■ PROBLEM DETAILS ■
Find every line in the entries below that contains the word "capsule", matching case exactly, and copy each of those lines.

■ MATERIAL ■
******
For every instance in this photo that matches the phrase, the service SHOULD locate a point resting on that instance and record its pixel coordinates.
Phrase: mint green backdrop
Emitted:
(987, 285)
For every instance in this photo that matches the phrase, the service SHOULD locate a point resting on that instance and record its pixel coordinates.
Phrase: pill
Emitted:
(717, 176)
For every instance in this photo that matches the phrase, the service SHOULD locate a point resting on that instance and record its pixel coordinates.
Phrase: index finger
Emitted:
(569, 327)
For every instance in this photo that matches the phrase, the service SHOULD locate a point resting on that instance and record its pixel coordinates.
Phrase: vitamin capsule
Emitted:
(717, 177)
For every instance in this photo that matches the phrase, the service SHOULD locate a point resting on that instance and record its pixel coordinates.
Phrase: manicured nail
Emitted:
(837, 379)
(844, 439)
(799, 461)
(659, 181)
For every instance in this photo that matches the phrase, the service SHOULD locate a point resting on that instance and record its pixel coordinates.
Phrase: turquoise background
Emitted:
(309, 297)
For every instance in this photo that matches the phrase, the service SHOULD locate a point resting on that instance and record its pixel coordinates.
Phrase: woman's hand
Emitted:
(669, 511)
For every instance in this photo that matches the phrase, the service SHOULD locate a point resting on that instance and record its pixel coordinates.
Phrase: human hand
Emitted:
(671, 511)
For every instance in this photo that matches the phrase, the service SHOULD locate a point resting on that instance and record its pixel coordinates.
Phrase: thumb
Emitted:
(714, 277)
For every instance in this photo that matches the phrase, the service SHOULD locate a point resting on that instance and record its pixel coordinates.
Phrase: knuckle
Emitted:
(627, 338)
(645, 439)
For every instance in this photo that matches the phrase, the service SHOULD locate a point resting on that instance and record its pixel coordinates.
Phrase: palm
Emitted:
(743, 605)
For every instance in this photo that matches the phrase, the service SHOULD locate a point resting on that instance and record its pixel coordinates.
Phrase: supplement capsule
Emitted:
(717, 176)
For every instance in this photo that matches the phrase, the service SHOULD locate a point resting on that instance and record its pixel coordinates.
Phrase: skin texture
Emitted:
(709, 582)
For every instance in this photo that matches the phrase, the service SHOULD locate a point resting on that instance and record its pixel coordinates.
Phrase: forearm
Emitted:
******
■ RIGHT ANSWER ■
Phrase: vitamin capsule
Phrase: supplement capsule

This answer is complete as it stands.